### REQUIREMENT
Could you copy every line of the data that contains "bunny"?

Image point grounding data:
══════════════════════════════
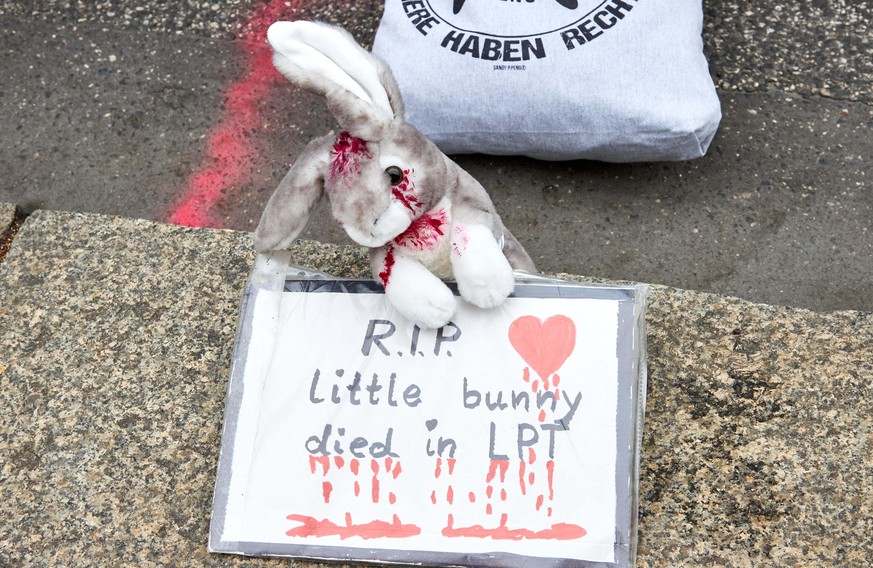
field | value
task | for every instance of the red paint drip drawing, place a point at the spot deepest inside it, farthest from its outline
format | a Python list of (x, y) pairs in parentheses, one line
[(425, 233), (346, 155), (231, 154), (312, 527), (558, 531), (544, 345)]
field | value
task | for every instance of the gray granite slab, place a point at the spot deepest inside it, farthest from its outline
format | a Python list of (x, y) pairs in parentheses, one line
[(115, 344)]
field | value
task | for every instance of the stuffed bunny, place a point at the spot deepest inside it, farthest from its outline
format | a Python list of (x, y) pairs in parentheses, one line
[(389, 187)]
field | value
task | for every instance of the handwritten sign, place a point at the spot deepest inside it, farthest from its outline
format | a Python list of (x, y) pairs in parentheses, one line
[(509, 433)]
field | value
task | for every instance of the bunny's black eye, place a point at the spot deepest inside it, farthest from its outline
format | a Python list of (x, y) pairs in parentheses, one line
[(395, 174)]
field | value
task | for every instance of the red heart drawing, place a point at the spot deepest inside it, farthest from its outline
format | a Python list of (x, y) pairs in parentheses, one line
[(543, 345)]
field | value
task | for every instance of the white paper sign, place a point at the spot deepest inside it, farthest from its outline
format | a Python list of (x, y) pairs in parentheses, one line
[(357, 435)]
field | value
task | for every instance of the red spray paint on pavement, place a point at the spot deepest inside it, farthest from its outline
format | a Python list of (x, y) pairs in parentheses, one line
[(230, 153)]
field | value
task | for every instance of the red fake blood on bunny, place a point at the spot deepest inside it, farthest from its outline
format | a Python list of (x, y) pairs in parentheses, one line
[(346, 155), (425, 233)]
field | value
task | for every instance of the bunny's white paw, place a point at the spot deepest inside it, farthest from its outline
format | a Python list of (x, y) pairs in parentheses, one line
[(483, 274), (417, 294)]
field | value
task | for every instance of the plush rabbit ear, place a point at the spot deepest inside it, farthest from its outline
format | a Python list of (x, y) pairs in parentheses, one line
[(359, 88), (290, 206)]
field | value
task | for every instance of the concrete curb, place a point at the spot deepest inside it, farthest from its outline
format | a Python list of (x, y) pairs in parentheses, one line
[(114, 358)]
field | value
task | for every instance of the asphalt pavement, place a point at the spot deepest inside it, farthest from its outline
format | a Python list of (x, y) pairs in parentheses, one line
[(122, 107)]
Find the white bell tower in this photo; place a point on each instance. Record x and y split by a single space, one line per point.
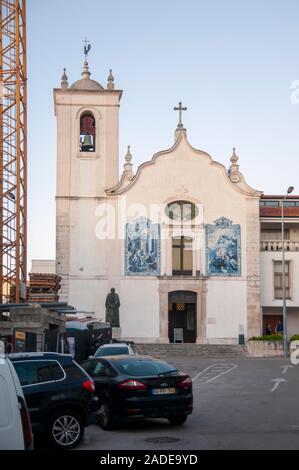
87 164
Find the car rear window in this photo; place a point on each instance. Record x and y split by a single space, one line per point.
33 372
139 368
113 351
74 371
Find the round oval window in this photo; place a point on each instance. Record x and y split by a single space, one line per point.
181 210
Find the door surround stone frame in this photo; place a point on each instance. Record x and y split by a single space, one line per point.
194 284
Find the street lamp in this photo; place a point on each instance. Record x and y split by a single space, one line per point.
284 305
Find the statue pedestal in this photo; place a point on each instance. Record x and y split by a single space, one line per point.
116 333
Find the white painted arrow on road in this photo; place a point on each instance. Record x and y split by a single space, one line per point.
277 383
285 368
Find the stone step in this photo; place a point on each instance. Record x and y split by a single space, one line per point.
191 349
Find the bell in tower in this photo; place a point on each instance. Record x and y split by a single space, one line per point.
87 133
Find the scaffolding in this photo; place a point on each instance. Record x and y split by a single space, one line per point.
13 150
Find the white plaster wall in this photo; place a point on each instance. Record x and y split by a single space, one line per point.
88 295
139 311
267 278
44 266
226 308
293 323
87 252
184 173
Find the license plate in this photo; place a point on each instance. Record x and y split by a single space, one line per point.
163 391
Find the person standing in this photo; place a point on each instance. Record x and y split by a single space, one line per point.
268 330
279 328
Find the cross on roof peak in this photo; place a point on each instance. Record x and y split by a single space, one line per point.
87 47
180 108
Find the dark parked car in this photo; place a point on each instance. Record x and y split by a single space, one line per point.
134 387
114 349
59 395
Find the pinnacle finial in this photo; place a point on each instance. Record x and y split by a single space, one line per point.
128 156
86 73
110 84
234 158
128 172
64 80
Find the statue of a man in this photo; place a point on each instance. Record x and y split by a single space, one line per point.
112 308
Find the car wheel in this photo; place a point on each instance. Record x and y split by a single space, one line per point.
179 419
106 419
65 429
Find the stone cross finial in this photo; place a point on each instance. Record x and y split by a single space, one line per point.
180 108
87 47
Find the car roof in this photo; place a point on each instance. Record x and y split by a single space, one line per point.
128 357
38 355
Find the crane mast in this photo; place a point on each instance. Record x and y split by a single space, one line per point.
13 151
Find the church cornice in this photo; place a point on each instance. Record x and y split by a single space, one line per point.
241 186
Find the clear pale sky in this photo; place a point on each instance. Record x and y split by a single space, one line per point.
231 62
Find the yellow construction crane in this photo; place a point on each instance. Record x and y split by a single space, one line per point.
13 151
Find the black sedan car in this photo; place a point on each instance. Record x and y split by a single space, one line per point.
136 387
59 395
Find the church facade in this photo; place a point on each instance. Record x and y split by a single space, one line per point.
183 258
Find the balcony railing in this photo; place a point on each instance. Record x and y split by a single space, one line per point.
276 245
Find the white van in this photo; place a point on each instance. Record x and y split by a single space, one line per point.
15 427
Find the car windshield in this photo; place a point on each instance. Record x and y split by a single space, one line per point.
112 351
143 367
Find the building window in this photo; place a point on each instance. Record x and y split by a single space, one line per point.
278 292
87 133
274 234
182 255
181 211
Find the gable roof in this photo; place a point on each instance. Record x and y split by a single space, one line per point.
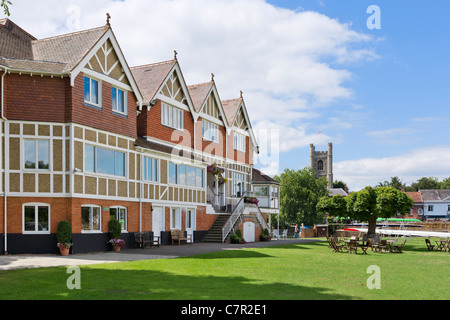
150 77
199 93
69 48
435 194
416 196
64 55
231 108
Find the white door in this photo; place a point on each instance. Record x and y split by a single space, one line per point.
249 231
157 221
190 222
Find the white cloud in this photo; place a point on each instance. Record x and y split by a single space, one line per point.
409 167
281 59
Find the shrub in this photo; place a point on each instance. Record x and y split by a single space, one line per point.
115 228
237 237
64 232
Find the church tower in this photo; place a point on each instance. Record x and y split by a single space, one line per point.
322 163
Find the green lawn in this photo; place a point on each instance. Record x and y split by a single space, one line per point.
297 271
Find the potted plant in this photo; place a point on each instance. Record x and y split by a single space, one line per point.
115 230
265 236
64 237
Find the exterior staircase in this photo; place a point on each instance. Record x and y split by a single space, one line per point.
215 232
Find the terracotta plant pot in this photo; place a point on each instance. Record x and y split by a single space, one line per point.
64 251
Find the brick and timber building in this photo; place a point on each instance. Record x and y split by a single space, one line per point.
86 138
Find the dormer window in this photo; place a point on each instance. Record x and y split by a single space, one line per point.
239 142
320 165
210 131
119 101
92 91
172 117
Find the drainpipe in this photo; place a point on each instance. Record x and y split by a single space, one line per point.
6 157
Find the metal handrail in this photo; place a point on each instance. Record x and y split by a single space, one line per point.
238 210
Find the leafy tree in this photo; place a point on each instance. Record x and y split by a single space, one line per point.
370 204
5 5
340 184
300 192
394 183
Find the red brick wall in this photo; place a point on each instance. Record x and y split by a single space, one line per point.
70 209
35 98
83 114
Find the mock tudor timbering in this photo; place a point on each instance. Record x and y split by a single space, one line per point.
86 138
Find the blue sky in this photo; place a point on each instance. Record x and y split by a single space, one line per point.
381 96
404 94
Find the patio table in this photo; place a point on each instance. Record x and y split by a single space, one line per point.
442 245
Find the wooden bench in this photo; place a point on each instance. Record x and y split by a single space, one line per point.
143 239
178 235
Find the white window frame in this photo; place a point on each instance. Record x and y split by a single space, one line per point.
191 221
238 177
175 218
172 117
210 131
36 154
155 169
115 162
198 174
125 94
240 142
36 205
124 224
99 91
99 230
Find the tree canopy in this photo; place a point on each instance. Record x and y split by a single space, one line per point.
368 205
300 192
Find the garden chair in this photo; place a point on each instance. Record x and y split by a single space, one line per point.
139 240
275 234
353 246
429 245
441 244
398 248
337 247
382 246
150 239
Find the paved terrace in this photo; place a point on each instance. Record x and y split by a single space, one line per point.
11 262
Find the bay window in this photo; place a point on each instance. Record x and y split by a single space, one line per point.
36 218
106 161
37 154
91 218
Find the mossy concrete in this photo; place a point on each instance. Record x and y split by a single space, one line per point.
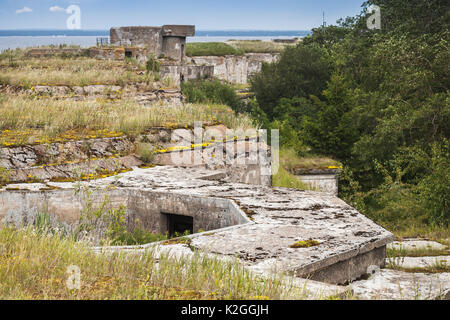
261 223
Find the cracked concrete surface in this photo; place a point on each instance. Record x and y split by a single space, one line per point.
273 220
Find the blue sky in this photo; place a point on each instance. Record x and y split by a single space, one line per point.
205 14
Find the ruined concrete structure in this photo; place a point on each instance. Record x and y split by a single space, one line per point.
259 225
168 41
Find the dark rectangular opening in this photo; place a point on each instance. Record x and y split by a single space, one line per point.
177 224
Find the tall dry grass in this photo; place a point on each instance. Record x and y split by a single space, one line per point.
45 118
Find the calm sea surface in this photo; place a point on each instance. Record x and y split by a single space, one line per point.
32 38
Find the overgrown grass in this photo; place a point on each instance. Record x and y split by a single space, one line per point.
395 263
250 46
25 119
20 70
418 252
284 179
34 266
211 49
291 161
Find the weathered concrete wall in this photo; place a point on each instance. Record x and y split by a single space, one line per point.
321 182
168 40
187 72
174 48
236 69
107 53
239 161
40 154
144 208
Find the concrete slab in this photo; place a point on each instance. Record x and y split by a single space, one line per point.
397 285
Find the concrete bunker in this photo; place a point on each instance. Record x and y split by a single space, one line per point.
178 224
157 212
168 41
256 224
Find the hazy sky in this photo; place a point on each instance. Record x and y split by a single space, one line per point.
205 14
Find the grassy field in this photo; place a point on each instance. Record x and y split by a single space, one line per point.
211 49
26 119
258 46
20 70
35 266
233 48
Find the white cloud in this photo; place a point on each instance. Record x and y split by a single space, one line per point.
57 9
25 9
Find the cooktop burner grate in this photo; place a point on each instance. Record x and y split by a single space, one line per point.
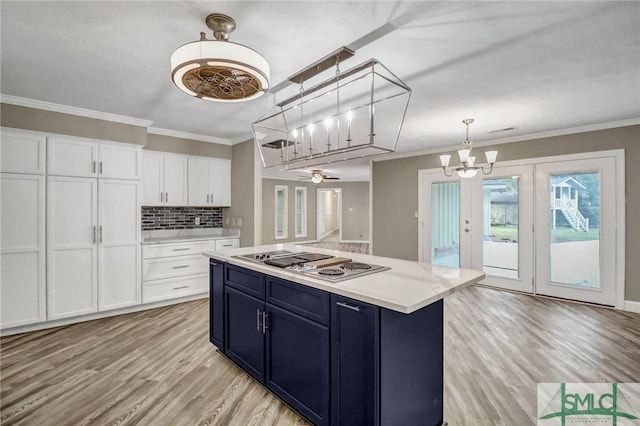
331 271
356 266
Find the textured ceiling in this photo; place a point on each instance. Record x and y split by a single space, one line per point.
531 66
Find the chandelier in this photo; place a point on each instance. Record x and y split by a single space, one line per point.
467 168
219 70
356 113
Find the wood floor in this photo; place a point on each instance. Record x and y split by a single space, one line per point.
158 368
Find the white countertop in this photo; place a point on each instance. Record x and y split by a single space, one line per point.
406 287
180 235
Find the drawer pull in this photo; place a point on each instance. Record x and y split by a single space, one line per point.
345 305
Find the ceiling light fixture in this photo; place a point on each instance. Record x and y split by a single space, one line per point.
219 70
356 113
467 168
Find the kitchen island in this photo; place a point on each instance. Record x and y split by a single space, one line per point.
364 350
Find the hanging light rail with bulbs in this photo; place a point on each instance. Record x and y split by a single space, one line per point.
467 168
336 119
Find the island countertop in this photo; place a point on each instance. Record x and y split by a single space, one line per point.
406 287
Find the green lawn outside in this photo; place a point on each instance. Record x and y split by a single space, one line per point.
558 235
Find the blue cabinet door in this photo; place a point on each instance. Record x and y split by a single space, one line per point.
244 334
298 363
216 303
354 362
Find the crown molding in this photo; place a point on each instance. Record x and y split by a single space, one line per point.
186 135
521 138
66 109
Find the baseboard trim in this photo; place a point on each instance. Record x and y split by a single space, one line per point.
632 306
99 315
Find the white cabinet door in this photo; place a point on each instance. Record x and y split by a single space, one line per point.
119 279
175 180
152 179
22 152
199 182
220 183
119 162
72 273
22 254
72 157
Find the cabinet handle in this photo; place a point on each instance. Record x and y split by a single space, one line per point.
345 305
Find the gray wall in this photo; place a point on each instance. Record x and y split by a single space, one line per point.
395 191
187 146
355 195
242 187
73 125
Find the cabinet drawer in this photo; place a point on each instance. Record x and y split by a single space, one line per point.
227 244
169 289
152 251
174 267
308 302
245 280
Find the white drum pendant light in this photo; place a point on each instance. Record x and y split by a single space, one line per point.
219 70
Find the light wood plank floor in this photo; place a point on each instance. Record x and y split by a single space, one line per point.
158 368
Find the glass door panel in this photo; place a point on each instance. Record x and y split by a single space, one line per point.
574 229
445 223
576 213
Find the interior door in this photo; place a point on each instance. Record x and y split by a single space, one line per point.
445 220
576 223
503 236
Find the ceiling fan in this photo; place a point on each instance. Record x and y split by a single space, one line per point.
317 176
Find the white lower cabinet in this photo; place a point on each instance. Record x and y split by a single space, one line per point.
22 249
174 270
93 245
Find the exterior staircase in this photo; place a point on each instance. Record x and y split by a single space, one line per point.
572 214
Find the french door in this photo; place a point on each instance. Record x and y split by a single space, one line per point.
481 223
576 223
552 227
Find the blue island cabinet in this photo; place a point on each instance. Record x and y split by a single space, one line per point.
335 360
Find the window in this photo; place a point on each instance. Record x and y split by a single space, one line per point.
301 211
281 212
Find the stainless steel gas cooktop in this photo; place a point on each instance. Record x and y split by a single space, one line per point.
307 264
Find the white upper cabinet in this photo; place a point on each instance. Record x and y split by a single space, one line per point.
22 151
67 156
119 162
164 179
209 182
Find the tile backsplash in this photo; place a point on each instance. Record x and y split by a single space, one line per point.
180 217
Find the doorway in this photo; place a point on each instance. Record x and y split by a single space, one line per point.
551 226
329 213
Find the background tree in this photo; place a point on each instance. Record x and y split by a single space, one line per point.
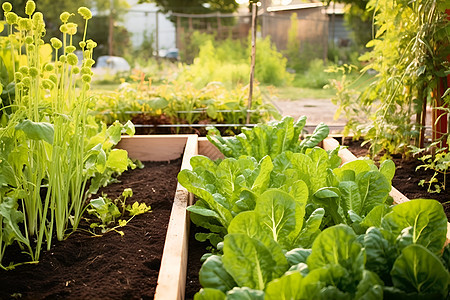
195 6
99 29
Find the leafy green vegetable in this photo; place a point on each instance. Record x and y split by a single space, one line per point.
425 220
418 270
269 139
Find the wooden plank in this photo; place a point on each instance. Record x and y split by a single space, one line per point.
346 156
172 274
207 149
154 147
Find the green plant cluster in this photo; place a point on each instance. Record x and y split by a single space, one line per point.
300 226
409 53
52 153
228 62
182 103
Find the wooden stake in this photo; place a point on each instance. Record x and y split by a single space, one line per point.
252 65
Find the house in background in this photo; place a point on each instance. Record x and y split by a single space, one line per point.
144 20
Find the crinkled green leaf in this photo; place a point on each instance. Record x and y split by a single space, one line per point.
244 293
248 261
213 275
427 219
419 270
40 131
209 294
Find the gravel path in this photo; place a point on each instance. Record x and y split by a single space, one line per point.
315 110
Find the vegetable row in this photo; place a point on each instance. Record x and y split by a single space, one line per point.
288 222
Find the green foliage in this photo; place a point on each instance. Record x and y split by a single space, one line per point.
228 61
182 103
51 149
109 210
270 139
409 55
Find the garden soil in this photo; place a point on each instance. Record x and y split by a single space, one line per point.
111 266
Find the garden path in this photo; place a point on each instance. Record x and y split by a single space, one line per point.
315 110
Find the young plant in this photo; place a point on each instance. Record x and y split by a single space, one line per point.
112 212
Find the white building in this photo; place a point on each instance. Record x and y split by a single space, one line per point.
144 19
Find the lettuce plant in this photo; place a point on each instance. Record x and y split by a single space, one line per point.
396 260
270 139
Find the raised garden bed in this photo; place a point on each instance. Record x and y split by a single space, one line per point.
128 266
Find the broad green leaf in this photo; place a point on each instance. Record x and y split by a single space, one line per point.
374 189
336 246
311 229
209 294
374 217
320 133
203 211
248 261
287 287
426 218
249 223
350 197
357 166
298 255
37 130
11 219
277 212
244 293
213 275
419 270
117 160
261 182
370 287
196 185
379 255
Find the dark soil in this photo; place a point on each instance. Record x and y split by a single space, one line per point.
196 251
111 266
406 178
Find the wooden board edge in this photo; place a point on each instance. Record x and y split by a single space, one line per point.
207 149
155 147
172 275
346 156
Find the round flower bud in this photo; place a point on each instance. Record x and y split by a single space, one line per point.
38 18
64 16
23 70
85 70
56 43
70 49
85 13
18 76
63 28
30 7
89 62
86 78
11 18
31 48
47 84
26 81
71 28
29 40
72 59
49 67
53 78
7 7
33 72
══════════════════════════════
### SOLUTION TO THIS EXERCISE
task | for every instance of the stuffed bunny, place a point at the spot deepest inside it, farthest from its outline
task | for every instance of the bunny's black eye, place a point at the spot deepest inside it, farthest from its outline
task | for every instance of the red fake blood on bunny, place a point at the spot deepest inside it, farthest from its outline
task | for every instance of the bunny's white paw, place a point at the spot deepest inside it, farthest from its outline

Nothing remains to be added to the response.